WHAT YOU NEED TO DO
Extract each line in the items below that includes the word "handle".

DATASET ENTRIES
- - -

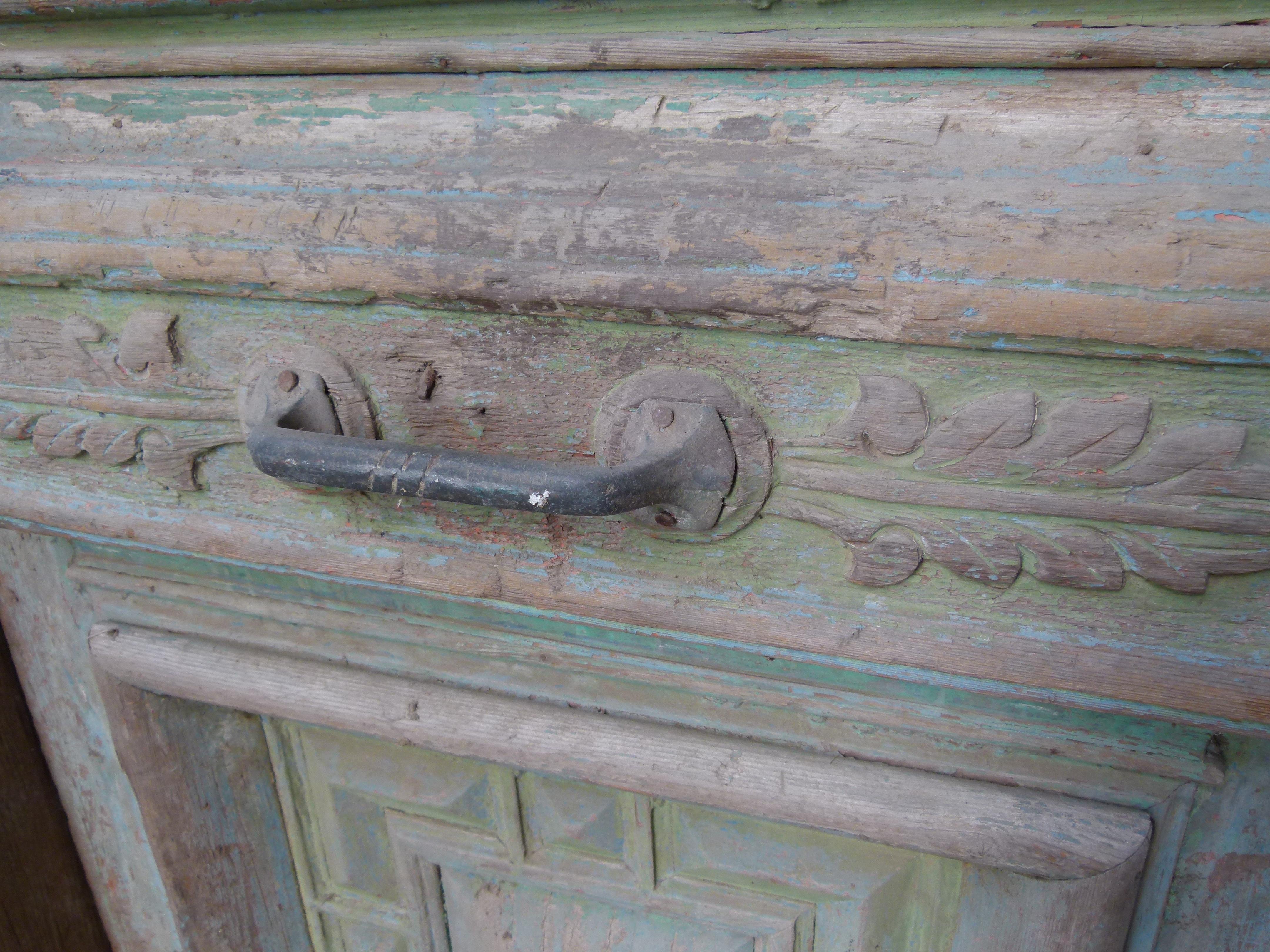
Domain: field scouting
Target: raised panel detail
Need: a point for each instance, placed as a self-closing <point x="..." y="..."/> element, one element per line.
<point x="407" y="850"/>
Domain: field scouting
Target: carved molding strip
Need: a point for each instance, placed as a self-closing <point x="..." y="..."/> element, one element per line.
<point x="1084" y="461"/>
<point x="1032" y="832"/>
<point x="41" y="357"/>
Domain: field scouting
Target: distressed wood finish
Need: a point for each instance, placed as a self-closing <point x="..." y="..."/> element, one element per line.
<point x="499" y="17"/>
<point x="203" y="777"/>
<point x="639" y="676"/>
<point x="1033" y="833"/>
<point x="46" y="621"/>
<point x="945" y="209"/>
<point x="445" y="854"/>
<point x="48" y="903"/>
<point x="215" y="51"/>
<point x="1222" y="881"/>
<point x="1090" y="619"/>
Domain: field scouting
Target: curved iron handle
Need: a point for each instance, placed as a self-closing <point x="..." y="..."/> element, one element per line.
<point x="679" y="462"/>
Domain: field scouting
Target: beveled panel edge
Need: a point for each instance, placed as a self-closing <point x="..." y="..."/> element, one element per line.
<point x="78" y="55"/>
<point x="961" y="734"/>
<point x="1047" y="836"/>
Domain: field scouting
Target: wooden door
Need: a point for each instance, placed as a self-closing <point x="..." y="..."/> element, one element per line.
<point x="970" y="653"/>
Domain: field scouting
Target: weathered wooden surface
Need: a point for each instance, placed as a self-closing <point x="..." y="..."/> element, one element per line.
<point x="1033" y="833"/>
<point x="473" y="856"/>
<point x="644" y="676"/>
<point x="205" y="786"/>
<point x="46" y="621"/>
<point x="643" y="16"/>
<point x="1221" y="895"/>
<point x="232" y="50"/>
<point x="1177" y="631"/>
<point x="46" y="903"/>
<point x="1011" y="210"/>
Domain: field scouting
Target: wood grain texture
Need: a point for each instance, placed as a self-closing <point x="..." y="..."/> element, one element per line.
<point x="205" y="786"/>
<point x="1034" y="833"/>
<point x="502" y="17"/>
<point x="46" y="622"/>
<point x="808" y="708"/>
<point x="1221" y="894"/>
<point x="398" y="841"/>
<point x="81" y="54"/>
<point x="779" y="588"/>
<point x="48" y="903"/>
<point x="1020" y="209"/>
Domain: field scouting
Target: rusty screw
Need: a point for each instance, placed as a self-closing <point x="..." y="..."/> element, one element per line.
<point x="664" y="417"/>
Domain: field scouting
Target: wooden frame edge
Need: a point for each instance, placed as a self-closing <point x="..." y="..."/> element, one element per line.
<point x="1173" y="48"/>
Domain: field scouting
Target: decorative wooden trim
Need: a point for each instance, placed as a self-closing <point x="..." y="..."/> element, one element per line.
<point x="129" y="379"/>
<point x="1084" y="460"/>
<point x="1194" y="48"/>
<point x="487" y="652"/>
<point x="1041" y="834"/>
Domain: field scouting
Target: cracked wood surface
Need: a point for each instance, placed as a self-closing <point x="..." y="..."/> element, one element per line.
<point x="1010" y="209"/>
<point x="783" y="587"/>
<point x="211" y="50"/>
<point x="1039" y="834"/>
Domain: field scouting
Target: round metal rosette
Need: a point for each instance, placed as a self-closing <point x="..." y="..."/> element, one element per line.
<point x="745" y="428"/>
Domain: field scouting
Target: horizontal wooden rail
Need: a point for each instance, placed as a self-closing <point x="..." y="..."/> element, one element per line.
<point x="188" y="54"/>
<point x="1035" y="833"/>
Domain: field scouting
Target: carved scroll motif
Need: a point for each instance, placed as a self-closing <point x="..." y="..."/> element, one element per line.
<point x="45" y="362"/>
<point x="169" y="459"/>
<point x="1086" y="461"/>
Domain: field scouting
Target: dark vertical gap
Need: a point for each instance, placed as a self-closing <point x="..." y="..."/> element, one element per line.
<point x="45" y="903"/>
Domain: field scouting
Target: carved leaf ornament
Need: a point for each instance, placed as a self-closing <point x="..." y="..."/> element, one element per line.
<point x="1105" y="493"/>
<point x="40" y="355"/>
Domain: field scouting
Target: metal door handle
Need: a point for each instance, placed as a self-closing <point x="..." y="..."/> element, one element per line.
<point x="677" y="461"/>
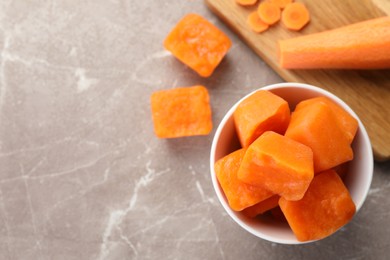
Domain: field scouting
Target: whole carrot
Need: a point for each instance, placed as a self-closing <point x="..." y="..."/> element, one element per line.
<point x="363" y="45"/>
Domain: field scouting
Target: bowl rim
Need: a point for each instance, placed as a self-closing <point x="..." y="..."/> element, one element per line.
<point x="228" y="115"/>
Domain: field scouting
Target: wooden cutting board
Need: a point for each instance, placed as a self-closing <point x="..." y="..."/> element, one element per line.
<point x="367" y="92"/>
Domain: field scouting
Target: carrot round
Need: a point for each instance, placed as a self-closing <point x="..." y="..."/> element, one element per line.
<point x="246" y="2"/>
<point x="281" y="3"/>
<point x="363" y="45"/>
<point x="255" y="23"/>
<point x="295" y="16"/>
<point x="269" y="12"/>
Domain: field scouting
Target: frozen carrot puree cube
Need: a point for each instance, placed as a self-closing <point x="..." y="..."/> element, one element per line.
<point x="260" y="112"/>
<point x="278" y="164"/>
<point x="262" y="206"/>
<point x="346" y="121"/>
<point x="326" y="207"/>
<point x="318" y="128"/>
<point x="181" y="112"/>
<point x="198" y="44"/>
<point x="240" y="195"/>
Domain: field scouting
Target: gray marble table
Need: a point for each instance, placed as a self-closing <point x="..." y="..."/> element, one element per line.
<point x="82" y="175"/>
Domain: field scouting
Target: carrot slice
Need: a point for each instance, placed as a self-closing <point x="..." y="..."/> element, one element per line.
<point x="261" y="207"/>
<point x="269" y="12"/>
<point x="198" y="44"/>
<point x="278" y="164"/>
<point x="295" y="16"/>
<point x="260" y="112"/>
<point x="246" y="2"/>
<point x="326" y="207"/>
<point x="363" y="45"/>
<point x="281" y="3"/>
<point x="240" y="195"/>
<point x="181" y="112"/>
<point x="255" y="23"/>
<point x="318" y="128"/>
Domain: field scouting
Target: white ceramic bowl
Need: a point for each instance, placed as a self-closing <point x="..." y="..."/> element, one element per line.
<point x="226" y="141"/>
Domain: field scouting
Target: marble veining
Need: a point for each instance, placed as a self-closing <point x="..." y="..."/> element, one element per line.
<point x="82" y="175"/>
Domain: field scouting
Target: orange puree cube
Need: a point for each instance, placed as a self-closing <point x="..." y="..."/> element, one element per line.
<point x="260" y="112"/>
<point x="240" y="195"/>
<point x="317" y="127"/>
<point x="262" y="206"/>
<point x="181" y="112"/>
<point x="198" y="44"/>
<point x="346" y="121"/>
<point x="278" y="164"/>
<point x="326" y="207"/>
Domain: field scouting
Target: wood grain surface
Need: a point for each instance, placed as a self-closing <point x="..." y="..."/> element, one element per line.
<point x="366" y="91"/>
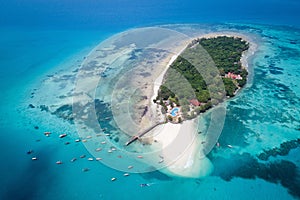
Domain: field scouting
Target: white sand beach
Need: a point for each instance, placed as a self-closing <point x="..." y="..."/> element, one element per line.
<point x="181" y="146"/>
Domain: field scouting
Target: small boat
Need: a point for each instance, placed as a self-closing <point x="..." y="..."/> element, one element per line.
<point x="30" y="152"/>
<point x="113" y="179"/>
<point x="62" y="135"/>
<point x="145" y="184"/>
<point x="85" y="169"/>
<point x="98" y="149"/>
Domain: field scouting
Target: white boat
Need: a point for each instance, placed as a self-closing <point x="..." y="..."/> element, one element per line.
<point x="59" y="162"/>
<point x="98" y="149"/>
<point x="47" y="133"/>
<point x="85" y="169"/>
<point x="62" y="135"/>
<point x="113" y="179"/>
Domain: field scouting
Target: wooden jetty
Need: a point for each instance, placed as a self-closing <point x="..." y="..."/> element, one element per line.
<point x="136" y="137"/>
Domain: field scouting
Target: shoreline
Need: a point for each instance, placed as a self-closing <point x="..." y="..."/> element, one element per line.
<point x="191" y="163"/>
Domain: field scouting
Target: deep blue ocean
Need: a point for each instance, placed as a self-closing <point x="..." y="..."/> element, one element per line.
<point x="39" y="38"/>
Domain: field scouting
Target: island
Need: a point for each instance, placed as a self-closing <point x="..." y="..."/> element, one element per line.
<point x="184" y="100"/>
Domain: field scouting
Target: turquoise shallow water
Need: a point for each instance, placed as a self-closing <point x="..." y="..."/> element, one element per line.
<point x="264" y="115"/>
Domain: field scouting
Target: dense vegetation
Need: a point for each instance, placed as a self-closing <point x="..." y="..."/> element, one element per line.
<point x="199" y="73"/>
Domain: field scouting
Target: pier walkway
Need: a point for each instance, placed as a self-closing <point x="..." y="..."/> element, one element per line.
<point x="136" y="137"/>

- - -

RESULT FOR THIS TASK
Target: curved iron handle
Target: metal door handle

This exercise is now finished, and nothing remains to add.